**Excerpt provided:**
▼

Strategies for documenting across deployment types
Use this page to choose an editorial approach when content varies by deployment type, and to spot common issues when reviewing your own or others' work. For background on the deployment types and how they differ, refer to Deployment types reference for docs contributors.
When an action or activity differs depending on deployment type, the right approach depends on the activity, the scope of the surrounding doc, and how widely the steps differ across deployment types.
| Use case | Approach | Example |
|---|---|---|
| Activity is atomic and required or performed in many other docs | Create a dedicated doc that covers the activity for all deployment types. Refer to that doc from other docs that need the activity. | • Elastic Stack settings • Secure your settings |
| Longer process that differs more by deployment type | Evaluate the trade-off between fitting everything into a single document and creating one document for each deployment type. Tools like applies-switch tabs can help keep variation in one doc. See Patterns by how a capability differs across deployment types for guidance. |
• Remote clusters • Snapshot and restore |
| Guide exists but only for some deployment types | Evaluate whether the scope is intentional (meets a business need) or a gap. If a gap, expand the doc to cover other deployment types. If it must stay scoped, tell the user why and offer alternatives or escape hatches. | Migrate your Elasticsearch data, currently scoped to ECH and ECE |
| Pathway or process only exists for one or some deployment types | Break the content into elements you can label: bullets, callouts, or sections. Indicate applicability with applies_to tags. |
elasticsearch-croneval, an Elasticsearch CLI utility for cron expression validation, only available on self-managed |
You have a lot of flexibility when deciding how to shape content that varies by deployment type. However, if you're not sure what to do, here are some patterns to help you decide.
| Relationship | Content shape | applies_to pattern |
|---|---|---|
| Identical primitive and config. Same behavior, same config surface. | One page, no deployment-specific content. | Page-level applies_to: stack. |
Same primitive, different config surface. For example, set the same setting in elasticsearch.yml vs. a Kubernetes CRD vs. the Elastic Cloud UI. |
One central page: shared concept, then forked steps. | Page-level applies_to listing the deployment types that apply. applies-switch tabs for the forked steps. |
| Augmented (minor). Platform adds a convenience on top of the base primitive. | One page: base capability, then a scoped section for what the platform adds. | Page-level applies_to covers all types. Section-level or admonition applies_to on the scoped section. |
| Augmented (significant). Platform adds a layer that changes the user's mental model or workflow (for example, Cloud SSO wrapping Elasticsearch auth). | Shared overview that covers the concept and orients users, then forked content. The base capability and the platform-added behavior each need room. | Page-level applies_to on the overview. applies-switch tabs if the workflows are parallel; sibling pages if the platform-specific workflow would overwhelm the base. |
| Constrained by platform. Same primitive, restricted on some types. | One page: full capability, with restrictions called out where relevant. | Page-level applies_to covers all types where the feature exists. Inline applies_to or admonitions to flag constraints. Use unavailable sparingly and per guidelines for blocked sub-features. |
| Replaced by a different mechanism. Same user goal, different mechanism (most often Serverless). | Shared overview of the user goal, then forked content for each mechanism. | Page-level applies_to on the overview. applies-switch tabs if mechanisms are parallel; sibling pages if they're too different to coexist. |
| Removed or not available. Capability missing on some deployment types. | Don't just omit. Signal the absence where users are likely to look. | Don't add the missing type to page-level applies_to. Use section-level or inline serverless: unavailable where confusion is likely. Use the removed lifecycle value for version-specific removals. |
The following are real-world examples of how we address varying processes across deployment types.

▲

**Stated problem 1:** Transcribe a passage from the deployment-types documentation page, beginning at the words "Strategies for documenting" and stopping after "for docs contributors.".
**Stated problem 2:** Give the records from their first line through the line containing "M 51 9 L 26" as a JSON list of strings, one string per line, leaving out blank lines.

**Items:**
▼

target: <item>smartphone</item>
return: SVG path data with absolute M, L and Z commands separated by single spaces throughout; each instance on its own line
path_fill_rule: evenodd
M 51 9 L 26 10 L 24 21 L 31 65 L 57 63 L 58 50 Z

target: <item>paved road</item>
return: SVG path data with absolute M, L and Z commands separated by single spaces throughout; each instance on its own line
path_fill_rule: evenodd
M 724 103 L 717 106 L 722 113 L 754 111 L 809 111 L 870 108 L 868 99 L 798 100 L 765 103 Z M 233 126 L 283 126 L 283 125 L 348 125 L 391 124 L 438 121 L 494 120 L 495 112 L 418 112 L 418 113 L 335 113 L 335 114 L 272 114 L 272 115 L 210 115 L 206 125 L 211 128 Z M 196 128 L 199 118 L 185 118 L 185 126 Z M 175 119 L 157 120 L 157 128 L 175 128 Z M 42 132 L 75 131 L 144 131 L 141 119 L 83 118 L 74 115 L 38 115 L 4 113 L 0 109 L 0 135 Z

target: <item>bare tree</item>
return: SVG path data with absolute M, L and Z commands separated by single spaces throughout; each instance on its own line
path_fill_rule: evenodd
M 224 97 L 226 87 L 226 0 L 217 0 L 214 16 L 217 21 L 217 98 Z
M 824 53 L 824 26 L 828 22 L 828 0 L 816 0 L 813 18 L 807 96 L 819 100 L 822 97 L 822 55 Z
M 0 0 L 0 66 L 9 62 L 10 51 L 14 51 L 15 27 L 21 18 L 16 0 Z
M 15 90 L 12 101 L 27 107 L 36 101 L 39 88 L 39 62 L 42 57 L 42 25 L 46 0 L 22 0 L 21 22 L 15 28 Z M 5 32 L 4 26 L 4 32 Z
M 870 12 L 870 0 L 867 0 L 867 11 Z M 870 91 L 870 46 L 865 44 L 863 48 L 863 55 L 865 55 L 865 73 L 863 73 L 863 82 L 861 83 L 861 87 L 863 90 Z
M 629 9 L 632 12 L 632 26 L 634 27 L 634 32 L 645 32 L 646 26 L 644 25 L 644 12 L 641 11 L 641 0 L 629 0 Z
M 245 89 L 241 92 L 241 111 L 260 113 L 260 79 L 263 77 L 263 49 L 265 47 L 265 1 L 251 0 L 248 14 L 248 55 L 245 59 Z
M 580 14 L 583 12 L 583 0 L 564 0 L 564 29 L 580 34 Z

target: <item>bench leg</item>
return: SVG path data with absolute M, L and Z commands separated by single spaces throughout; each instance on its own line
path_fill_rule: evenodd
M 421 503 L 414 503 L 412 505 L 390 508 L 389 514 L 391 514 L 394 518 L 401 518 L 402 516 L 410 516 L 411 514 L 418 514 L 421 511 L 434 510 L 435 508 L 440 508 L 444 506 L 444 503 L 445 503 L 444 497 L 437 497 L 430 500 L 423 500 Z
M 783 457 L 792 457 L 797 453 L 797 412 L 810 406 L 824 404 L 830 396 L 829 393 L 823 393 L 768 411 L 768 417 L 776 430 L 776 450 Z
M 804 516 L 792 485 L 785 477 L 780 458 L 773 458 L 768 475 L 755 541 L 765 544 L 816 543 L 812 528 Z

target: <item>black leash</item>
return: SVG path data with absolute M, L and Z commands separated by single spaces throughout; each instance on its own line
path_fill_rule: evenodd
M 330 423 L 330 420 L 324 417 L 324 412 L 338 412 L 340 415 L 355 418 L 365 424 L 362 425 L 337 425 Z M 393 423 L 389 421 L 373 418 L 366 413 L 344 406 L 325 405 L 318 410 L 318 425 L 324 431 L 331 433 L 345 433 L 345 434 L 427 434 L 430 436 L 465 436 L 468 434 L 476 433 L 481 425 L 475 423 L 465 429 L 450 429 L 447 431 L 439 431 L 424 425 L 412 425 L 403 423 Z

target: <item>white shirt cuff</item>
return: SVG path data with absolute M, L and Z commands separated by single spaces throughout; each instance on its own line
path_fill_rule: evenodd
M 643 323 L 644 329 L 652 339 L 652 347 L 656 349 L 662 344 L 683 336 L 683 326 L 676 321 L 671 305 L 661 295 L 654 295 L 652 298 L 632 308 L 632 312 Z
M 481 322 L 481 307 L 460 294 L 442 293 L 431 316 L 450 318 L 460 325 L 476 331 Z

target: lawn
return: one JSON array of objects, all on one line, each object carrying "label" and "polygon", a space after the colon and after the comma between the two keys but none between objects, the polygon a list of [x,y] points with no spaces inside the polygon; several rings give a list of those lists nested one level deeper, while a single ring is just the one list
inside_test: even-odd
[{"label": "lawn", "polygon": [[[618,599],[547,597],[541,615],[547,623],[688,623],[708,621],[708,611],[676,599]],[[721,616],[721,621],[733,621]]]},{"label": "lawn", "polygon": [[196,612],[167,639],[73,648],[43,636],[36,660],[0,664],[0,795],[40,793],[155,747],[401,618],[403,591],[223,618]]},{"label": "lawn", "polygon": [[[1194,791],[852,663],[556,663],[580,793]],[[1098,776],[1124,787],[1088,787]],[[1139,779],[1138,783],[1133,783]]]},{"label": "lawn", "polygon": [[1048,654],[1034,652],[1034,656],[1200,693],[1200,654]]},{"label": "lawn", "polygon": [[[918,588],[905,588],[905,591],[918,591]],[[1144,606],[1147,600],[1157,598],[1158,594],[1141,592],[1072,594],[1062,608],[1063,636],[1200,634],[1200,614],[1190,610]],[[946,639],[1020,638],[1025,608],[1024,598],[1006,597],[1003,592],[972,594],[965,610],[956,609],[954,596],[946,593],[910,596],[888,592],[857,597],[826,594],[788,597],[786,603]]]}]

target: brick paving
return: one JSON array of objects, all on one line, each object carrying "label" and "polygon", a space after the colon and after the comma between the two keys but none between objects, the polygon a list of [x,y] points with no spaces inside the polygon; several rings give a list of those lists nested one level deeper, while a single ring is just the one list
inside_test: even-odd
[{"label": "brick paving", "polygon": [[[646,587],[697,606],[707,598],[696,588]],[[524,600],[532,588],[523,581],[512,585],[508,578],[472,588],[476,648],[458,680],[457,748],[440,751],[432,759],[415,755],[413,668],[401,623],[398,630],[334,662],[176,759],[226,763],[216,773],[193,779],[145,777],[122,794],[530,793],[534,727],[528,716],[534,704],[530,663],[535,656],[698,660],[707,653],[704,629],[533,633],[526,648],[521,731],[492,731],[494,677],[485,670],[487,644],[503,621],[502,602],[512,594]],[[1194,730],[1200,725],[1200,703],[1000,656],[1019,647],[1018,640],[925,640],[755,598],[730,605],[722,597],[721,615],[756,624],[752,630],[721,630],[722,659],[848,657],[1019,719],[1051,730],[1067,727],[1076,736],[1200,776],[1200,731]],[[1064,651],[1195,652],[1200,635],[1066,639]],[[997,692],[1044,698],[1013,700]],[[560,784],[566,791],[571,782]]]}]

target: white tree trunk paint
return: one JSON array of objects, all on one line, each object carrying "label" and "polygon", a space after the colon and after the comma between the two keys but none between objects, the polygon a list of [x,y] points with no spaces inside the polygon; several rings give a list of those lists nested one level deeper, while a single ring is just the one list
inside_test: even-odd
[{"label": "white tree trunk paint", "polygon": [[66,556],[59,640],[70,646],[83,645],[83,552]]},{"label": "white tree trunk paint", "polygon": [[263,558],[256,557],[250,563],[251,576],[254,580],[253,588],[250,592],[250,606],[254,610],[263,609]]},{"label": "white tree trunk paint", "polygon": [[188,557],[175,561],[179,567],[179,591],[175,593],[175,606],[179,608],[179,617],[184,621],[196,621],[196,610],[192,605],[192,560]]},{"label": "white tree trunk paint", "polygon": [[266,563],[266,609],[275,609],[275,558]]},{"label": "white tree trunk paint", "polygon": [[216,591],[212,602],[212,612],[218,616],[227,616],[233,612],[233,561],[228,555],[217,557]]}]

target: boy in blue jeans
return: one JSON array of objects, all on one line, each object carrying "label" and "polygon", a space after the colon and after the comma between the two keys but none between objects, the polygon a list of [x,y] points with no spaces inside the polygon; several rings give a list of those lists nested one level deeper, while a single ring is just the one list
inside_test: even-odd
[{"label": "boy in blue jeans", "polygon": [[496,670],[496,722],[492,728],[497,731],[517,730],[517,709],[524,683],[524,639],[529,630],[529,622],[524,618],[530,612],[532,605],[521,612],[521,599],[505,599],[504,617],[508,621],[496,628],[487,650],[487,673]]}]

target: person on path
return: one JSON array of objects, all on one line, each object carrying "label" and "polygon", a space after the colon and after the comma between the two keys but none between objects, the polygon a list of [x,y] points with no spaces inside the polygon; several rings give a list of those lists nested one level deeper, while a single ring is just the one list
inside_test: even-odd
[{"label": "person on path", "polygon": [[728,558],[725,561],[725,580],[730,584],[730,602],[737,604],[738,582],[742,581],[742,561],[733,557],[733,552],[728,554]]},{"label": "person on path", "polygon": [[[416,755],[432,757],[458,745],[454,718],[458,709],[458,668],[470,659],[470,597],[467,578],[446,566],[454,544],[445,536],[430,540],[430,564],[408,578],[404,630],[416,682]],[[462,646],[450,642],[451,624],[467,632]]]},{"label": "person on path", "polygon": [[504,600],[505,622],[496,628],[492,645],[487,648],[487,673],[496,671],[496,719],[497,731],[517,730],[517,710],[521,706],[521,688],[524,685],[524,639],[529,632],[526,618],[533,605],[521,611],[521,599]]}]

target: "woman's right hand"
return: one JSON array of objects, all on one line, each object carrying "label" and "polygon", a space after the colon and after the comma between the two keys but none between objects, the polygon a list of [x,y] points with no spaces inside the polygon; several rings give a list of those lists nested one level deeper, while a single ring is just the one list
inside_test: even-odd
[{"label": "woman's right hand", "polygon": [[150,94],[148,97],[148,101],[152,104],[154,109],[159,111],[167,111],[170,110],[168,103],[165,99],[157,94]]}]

▲

**Solution 1:**
Strategies for documenting across deployment types
Use this page to choose an editorial approach when content varies by deployment type, and to spot common issues when reviewing your own or others' work. For background on the deployment types and how they differ, refer to Deployment types reference for docs contributors.

**Solution 2:**
[
  "target: <item>smartphone</item>",
  "return: SVG path data with absolute M, L and Z commands separated by single spaces throughout; each instance on its own line",
  "path_fill_rule: evenodd",
  "M 51 9 L 26 10 L 24 21 L 31 65 L 57 63 L 58 50 Z"
]